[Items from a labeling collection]
#####

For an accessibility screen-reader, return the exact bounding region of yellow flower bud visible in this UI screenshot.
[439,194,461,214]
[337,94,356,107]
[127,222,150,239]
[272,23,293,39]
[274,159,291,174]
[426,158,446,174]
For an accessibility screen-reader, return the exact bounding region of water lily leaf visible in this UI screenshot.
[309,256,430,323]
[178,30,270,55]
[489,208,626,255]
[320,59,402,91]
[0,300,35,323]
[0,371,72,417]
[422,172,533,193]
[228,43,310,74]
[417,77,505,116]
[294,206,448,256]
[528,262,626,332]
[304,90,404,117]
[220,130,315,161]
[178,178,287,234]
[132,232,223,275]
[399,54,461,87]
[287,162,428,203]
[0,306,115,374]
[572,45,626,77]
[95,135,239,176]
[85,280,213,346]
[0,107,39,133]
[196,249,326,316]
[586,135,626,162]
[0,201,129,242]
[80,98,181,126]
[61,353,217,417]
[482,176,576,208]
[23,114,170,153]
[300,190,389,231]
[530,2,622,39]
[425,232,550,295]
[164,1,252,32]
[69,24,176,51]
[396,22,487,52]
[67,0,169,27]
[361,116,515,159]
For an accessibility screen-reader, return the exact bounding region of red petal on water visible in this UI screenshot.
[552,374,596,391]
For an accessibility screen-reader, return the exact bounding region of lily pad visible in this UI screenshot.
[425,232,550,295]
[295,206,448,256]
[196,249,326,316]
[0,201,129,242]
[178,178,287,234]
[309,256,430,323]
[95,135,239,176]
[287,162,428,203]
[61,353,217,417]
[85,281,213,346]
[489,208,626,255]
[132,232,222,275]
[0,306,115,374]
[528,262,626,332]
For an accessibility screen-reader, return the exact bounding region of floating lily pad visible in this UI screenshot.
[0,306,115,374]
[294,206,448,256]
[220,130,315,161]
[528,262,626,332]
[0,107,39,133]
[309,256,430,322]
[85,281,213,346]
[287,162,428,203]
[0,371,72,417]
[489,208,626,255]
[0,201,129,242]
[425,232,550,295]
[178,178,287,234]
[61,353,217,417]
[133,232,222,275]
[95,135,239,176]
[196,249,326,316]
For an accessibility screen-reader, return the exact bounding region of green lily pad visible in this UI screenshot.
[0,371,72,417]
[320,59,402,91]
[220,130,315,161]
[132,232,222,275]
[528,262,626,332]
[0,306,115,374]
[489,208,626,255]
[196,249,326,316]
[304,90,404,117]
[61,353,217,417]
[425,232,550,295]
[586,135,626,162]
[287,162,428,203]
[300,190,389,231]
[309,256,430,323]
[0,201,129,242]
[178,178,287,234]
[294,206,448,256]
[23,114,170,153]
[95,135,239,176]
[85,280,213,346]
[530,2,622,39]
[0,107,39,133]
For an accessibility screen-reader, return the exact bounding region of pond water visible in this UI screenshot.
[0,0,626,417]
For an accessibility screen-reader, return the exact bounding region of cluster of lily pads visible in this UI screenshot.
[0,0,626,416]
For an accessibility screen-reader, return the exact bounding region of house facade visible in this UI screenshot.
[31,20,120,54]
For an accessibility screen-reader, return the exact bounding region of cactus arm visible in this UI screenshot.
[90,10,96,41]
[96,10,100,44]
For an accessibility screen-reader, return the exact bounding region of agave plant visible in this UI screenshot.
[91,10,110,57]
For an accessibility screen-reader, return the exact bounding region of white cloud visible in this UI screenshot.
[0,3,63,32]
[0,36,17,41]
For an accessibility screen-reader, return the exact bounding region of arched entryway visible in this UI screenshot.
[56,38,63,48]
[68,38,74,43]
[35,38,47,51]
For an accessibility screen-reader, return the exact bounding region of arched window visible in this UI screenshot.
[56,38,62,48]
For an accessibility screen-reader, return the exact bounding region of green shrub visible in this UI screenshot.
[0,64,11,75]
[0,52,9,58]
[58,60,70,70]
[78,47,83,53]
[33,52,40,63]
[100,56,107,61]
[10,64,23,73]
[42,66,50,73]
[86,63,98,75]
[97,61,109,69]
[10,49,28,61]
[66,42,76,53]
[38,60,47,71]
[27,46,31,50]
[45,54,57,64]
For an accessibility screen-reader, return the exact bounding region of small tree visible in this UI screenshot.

#####

- EXERCISE OBJECTIVE:
Select every line in the rows above that contains the word "water", matching case exactly, and copy those lines out.

- ANSWER TO THE EXERCISE:
For an accessibility screen-reader, return the exact bounding region of water lily leaf visible in this UI screenshot.
For an accessibility screen-reader, return the exact bounding region of red petal on water visible in this UI screenshot.
For an accessibility screen-reader, return the exact bounding region of pond water visible in this UI screenshot.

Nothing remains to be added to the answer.